— begin EXTRACTED ENTRIES —

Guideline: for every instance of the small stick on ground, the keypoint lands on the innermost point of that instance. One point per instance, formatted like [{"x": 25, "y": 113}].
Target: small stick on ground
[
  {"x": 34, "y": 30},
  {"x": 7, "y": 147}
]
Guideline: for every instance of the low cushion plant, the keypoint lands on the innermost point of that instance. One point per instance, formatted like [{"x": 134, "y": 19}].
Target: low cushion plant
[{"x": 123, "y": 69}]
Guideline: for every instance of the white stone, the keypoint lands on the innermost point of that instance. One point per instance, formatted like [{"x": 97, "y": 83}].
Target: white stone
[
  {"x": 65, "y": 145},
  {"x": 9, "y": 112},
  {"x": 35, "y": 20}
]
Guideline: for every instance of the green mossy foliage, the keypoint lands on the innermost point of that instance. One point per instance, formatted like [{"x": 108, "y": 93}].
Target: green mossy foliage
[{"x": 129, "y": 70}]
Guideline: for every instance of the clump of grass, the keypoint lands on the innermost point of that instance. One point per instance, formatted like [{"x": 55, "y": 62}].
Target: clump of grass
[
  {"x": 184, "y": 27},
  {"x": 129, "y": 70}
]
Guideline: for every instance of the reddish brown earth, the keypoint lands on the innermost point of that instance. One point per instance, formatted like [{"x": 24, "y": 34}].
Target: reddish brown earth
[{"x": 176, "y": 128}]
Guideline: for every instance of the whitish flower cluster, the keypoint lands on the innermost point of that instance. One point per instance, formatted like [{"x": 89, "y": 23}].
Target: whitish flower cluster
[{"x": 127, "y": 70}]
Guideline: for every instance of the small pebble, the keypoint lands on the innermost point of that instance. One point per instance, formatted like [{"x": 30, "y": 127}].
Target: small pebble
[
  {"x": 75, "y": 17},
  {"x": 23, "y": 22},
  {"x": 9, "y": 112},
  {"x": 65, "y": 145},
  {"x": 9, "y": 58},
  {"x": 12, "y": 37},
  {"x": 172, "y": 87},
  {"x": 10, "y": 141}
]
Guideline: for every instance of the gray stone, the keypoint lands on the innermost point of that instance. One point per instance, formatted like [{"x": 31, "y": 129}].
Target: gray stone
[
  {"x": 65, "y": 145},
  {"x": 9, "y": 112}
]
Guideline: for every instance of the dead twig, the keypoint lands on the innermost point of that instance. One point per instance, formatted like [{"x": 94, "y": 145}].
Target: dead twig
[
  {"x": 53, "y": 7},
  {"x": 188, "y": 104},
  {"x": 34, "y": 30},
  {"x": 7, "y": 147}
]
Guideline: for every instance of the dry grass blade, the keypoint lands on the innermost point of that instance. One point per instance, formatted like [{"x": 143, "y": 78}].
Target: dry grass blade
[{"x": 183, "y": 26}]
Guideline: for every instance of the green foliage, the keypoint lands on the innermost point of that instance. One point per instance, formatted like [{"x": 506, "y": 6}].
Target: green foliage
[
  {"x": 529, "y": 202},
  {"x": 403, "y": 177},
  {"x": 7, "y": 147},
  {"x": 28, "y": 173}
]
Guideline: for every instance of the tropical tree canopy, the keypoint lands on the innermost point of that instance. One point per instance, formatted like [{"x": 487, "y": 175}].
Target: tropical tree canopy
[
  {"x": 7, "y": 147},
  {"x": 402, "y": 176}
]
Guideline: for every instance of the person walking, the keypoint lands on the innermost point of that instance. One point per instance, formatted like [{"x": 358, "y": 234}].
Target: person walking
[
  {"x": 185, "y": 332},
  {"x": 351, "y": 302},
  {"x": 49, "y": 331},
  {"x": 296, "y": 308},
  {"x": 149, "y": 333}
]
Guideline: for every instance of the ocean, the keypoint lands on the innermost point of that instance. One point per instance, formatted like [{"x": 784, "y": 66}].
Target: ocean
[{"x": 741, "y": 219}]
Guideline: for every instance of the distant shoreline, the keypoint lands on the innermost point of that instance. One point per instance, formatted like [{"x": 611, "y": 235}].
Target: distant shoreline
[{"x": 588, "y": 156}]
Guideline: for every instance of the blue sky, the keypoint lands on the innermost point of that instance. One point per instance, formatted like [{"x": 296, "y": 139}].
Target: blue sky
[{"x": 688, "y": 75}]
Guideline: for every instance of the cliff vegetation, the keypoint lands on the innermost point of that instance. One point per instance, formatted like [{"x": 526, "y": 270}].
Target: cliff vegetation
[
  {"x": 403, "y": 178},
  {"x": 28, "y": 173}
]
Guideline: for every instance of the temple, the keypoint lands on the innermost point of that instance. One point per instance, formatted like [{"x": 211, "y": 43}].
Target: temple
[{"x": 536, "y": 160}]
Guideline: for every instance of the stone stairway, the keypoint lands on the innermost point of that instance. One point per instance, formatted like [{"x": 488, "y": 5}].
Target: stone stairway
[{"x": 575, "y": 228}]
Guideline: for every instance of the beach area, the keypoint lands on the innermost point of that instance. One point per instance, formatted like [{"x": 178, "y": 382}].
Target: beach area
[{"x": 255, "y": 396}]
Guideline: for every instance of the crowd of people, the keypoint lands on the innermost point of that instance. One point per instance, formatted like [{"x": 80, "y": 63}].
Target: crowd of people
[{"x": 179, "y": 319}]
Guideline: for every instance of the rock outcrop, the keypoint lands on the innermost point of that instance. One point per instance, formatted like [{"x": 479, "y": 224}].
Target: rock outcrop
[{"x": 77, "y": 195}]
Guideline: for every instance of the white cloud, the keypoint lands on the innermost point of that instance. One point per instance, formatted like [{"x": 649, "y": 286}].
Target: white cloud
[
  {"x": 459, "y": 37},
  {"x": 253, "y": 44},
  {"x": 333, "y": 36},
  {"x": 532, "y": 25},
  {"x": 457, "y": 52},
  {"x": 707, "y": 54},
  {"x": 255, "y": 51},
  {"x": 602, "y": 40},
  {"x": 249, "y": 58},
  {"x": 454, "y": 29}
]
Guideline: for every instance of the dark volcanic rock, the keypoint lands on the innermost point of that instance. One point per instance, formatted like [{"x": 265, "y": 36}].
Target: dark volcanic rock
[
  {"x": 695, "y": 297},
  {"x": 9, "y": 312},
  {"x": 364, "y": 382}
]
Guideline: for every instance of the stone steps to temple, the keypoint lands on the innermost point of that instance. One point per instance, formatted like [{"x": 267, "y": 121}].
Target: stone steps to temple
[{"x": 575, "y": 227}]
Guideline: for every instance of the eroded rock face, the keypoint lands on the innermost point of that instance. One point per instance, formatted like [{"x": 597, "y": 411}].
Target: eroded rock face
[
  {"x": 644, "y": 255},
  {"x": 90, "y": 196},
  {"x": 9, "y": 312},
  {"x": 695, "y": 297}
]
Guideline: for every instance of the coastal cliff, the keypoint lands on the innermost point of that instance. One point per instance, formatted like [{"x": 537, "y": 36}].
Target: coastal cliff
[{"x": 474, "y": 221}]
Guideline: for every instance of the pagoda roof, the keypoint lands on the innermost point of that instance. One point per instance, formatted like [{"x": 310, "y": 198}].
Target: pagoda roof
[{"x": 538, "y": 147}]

— end EXTRACTED ENTRIES —

Repeat the records above exactly, from the first line to the last.

Guideline: for every instance of the small stick on ground, the keypoint lands on the innermost point of that instance. One point per instance, formatted like [{"x": 25, "y": 113}].
Target: small stick on ground
[
  {"x": 34, "y": 30},
  {"x": 7, "y": 147}
]
Guideline: for every instance of the low cushion plant, the keypoint lands on the innermost point of that instance. One point per instance, formatted like [{"x": 134, "y": 19}].
Target: low cushion plant
[{"x": 123, "y": 69}]
Guideline: for every instance of the white stone, the keypoint lands on the innermost point of that instance. One point per instance, formatted like [{"x": 97, "y": 83}].
Target: white stone
[
  {"x": 65, "y": 145},
  {"x": 9, "y": 112},
  {"x": 35, "y": 20}
]
Guideline: for every instance of the green mossy foliage, the keypoint lands on the innermost point of that instance. One point per instance, formatted like [{"x": 108, "y": 93}].
Target: green mossy foliage
[{"x": 129, "y": 70}]
Guideline: for every instance of the clump of grass, the keypoint lands on the innermost point of that instance. One point per instance, formatted like [{"x": 55, "y": 62}].
Target: clump of grass
[
  {"x": 184, "y": 27},
  {"x": 129, "y": 70}
]
Guideline: for every instance of the reddish brown earth, the keypoint lands on the innermost point of that instance. One point per instance, formatted like [{"x": 24, "y": 34}].
Target: reddish brown earth
[{"x": 176, "y": 128}]
Guideline: for every instance of the whitish flower cluster, the keypoint lands on the innermost point of that instance. One point per instance, formatted like [{"x": 89, "y": 23}].
Target: whitish flower cluster
[{"x": 127, "y": 70}]
Guideline: for every instance of the small pebble, the keypoint lands on the innermost point of that instance. One point per instance, formatted like [{"x": 30, "y": 127}].
Target: small pebble
[
  {"x": 75, "y": 17},
  {"x": 23, "y": 22},
  {"x": 9, "y": 112},
  {"x": 65, "y": 145},
  {"x": 9, "y": 58},
  {"x": 12, "y": 37},
  {"x": 172, "y": 87},
  {"x": 10, "y": 141}
]
Guideline: for every instance of the gray stone, the keypoint lands on the innermost point of that instance. One point per instance, formatted like [{"x": 31, "y": 129}].
Target: gray stone
[
  {"x": 65, "y": 145},
  {"x": 9, "y": 112}
]
Guideline: for every instance of the dead twig, the keypoint lands on the innermost point of that instance. One point per instance, formatted like [{"x": 94, "y": 145}].
Target: dead twig
[
  {"x": 53, "y": 7},
  {"x": 188, "y": 104},
  {"x": 34, "y": 30},
  {"x": 7, "y": 147}
]
Guideline: for every instance of the dry grass blade, the keypoint lands on the innermost point of that instance. One point per instance, formatted like [{"x": 143, "y": 78}].
Target: dry grass blade
[{"x": 183, "y": 26}]
Guideline: for every instance of the green foliage, the keypoint lands on the innermost point of that instance. One point per instance, formatted like [{"x": 506, "y": 6}].
Target: green foliage
[
  {"x": 529, "y": 202},
  {"x": 403, "y": 177},
  {"x": 7, "y": 147},
  {"x": 28, "y": 173}
]
Guideline: for every instance of the tropical tree canopy, the keypoint lands on the innermost point of that instance. One point per instance, formatted like [{"x": 487, "y": 175}].
Target: tropical tree canopy
[
  {"x": 7, "y": 147},
  {"x": 402, "y": 176}
]
Guideline: for every instance of the person walking, the keypoint lands on the innermost point of that instance. One point per instance, formatted like [{"x": 358, "y": 234}].
Target: person walking
[
  {"x": 185, "y": 332},
  {"x": 351, "y": 302},
  {"x": 49, "y": 331},
  {"x": 296, "y": 308},
  {"x": 149, "y": 333}
]
Guideline: for every instance of the ocean, the keypoint lands on the innermost point of that instance. One point per instance, formatted like [{"x": 784, "y": 66}].
Target: ocean
[{"x": 741, "y": 219}]
Guideline: for every instance of the distant shoreline, the keypoint lands on the innermost point of that instance. One point per instance, formatted like [{"x": 611, "y": 235}].
Target: distant shoreline
[{"x": 588, "y": 156}]
Guideline: for every instance of the blue sky, the keypoint lands on the innermost point of that instance. One point per instance, formatted like [{"x": 296, "y": 139}].
Target: blue sky
[{"x": 688, "y": 75}]
Guideline: for every instance of the cliff vegetation, the keypoint lands on the innermost point of that instance. One point per instance, formatted like [{"x": 526, "y": 270}].
Target: cliff vegetation
[
  {"x": 403, "y": 178},
  {"x": 28, "y": 173}
]
Guideline: for every instance of the temple, the keypoint lands on the innermost point of that instance. One point per instance, formatted like [{"x": 211, "y": 43}].
Target: temple
[{"x": 536, "y": 160}]
Guideline: for every instance of the stone stairway, the keypoint lands on the innermost point of that instance. One point per instance, formatted like [{"x": 488, "y": 5}].
Target: stone stairway
[{"x": 575, "y": 228}]
Guideline: for every instance of the beach area, the keypoint lands on the innermost point of that instance. One point per instance, formatted like [{"x": 178, "y": 382}].
Target: beach area
[{"x": 255, "y": 396}]
Guideline: for every instance of the crowd of people, the keypoint lands on the innermost point of that instance. One point per instance, formatted like [{"x": 80, "y": 63}].
Target: crowd of people
[{"x": 179, "y": 319}]
Guideline: for every instance of the rock outcrop, the keypoint lands on the innermost point of that instance. One point per instance, formatted like [{"x": 479, "y": 224}].
Target: rock outcrop
[{"x": 77, "y": 195}]
Guideline: for every instance of the white cloud, the keypoint lands on the innermost point of that instance. One point per instance, formatted like [{"x": 649, "y": 286}].
Target: white cloud
[
  {"x": 459, "y": 37},
  {"x": 253, "y": 44},
  {"x": 333, "y": 36},
  {"x": 532, "y": 25},
  {"x": 457, "y": 52},
  {"x": 707, "y": 54},
  {"x": 255, "y": 51},
  {"x": 602, "y": 40},
  {"x": 249, "y": 58},
  {"x": 454, "y": 29}
]
Guideline: for every instance of the dark volcanic rock, the keypoint lands on the innermost point of that instance. One point per instance, formatted like [{"x": 265, "y": 36}].
Target: dark volcanic rock
[
  {"x": 695, "y": 297},
  {"x": 9, "y": 312},
  {"x": 364, "y": 382}
]
Guideline: for every instance of the stone steps to temple, the keypoint lands on the innermost point of that instance. One point per instance, formatted like [{"x": 267, "y": 121}].
Target: stone steps to temple
[{"x": 575, "y": 227}]
Guideline: for every instance of the eroded rock face, the keypoint lands on the innermost point of that instance. One point per instance, formatted like [{"x": 597, "y": 411}].
Target: eroded rock face
[
  {"x": 644, "y": 255},
  {"x": 90, "y": 196},
  {"x": 9, "y": 312},
  {"x": 695, "y": 297}
]
Guideline: for every instance of the coastal cliff, the keypoint lands on the innermost point of that instance. One point per instance, formatted like [{"x": 537, "y": 36}].
Target: coastal cliff
[{"x": 474, "y": 221}]
Guideline: for every instance of the pagoda roof, the keypoint lands on the innermost point of that instance. One point per instance, formatted like [{"x": 310, "y": 198}].
Target: pagoda roof
[{"x": 538, "y": 147}]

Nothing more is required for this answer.